### TASK DIRECTIONS
Show every line of the listing below that contains the string "giraffe", copying each such line in full. Matches must have the same letter case.

### INPUT ROWS
- - - - -

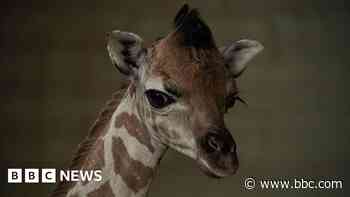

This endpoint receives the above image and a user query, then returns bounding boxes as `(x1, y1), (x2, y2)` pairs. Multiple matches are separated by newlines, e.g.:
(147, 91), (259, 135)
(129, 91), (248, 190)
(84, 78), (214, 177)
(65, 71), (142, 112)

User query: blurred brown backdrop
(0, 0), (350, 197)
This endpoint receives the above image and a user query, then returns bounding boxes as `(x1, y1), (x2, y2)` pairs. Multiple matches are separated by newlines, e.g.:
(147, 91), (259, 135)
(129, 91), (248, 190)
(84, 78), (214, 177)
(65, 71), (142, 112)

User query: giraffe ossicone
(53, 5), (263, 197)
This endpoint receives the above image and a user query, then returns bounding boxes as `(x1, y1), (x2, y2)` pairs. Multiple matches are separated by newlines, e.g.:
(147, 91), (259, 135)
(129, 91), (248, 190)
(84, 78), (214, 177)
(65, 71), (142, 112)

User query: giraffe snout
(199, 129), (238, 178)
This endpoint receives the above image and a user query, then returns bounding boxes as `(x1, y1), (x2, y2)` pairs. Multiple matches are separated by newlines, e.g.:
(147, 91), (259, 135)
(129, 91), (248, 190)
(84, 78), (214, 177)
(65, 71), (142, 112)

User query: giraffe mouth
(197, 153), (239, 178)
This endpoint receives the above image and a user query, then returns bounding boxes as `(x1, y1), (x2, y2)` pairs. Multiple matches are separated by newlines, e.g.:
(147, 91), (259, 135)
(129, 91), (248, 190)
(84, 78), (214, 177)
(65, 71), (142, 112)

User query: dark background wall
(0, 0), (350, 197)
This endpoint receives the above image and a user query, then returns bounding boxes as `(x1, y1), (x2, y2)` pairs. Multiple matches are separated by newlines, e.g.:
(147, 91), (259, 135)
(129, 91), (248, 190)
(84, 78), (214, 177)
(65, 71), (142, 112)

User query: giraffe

- - - - -

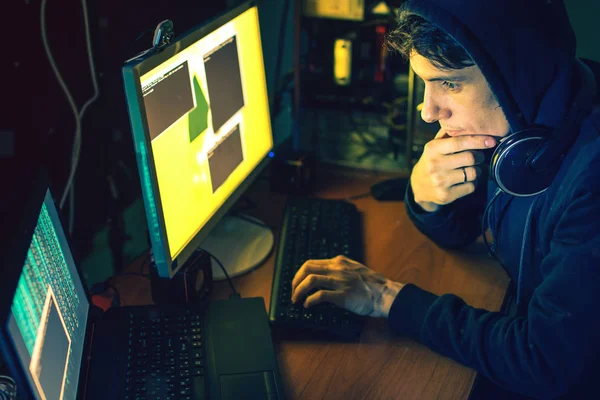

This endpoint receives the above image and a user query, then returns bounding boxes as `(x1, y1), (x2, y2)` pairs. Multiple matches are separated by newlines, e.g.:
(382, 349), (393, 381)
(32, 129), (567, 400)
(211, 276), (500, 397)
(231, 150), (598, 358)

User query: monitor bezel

- - - - -

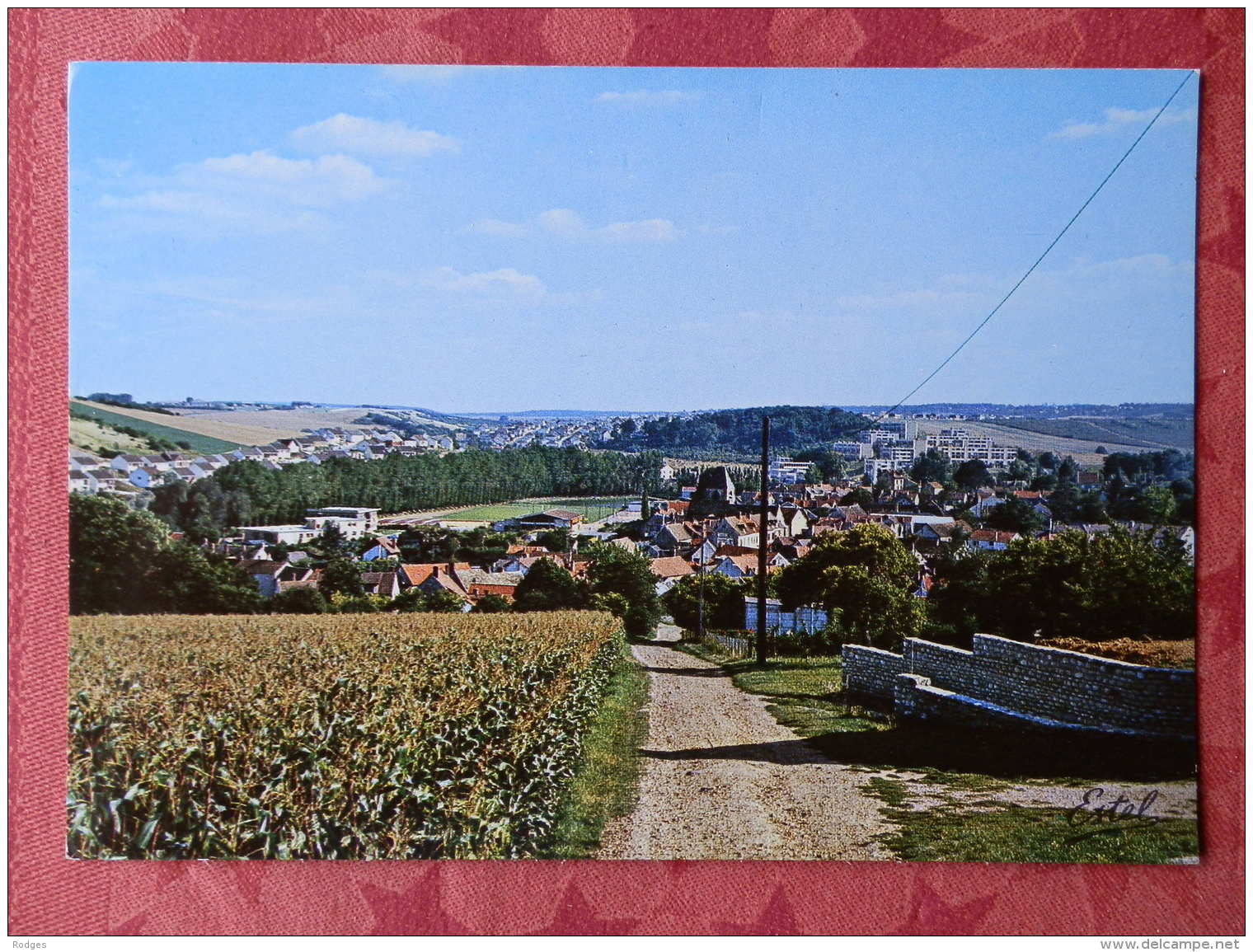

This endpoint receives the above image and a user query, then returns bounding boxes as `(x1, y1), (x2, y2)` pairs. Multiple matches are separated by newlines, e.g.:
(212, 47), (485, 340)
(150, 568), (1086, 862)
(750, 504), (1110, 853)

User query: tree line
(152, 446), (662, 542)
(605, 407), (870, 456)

- - - - -

### CORRECT ANSWER
User query: giraffe ossicone
User query: giraffe snout
User query: giraffe mouth
User query: giraffe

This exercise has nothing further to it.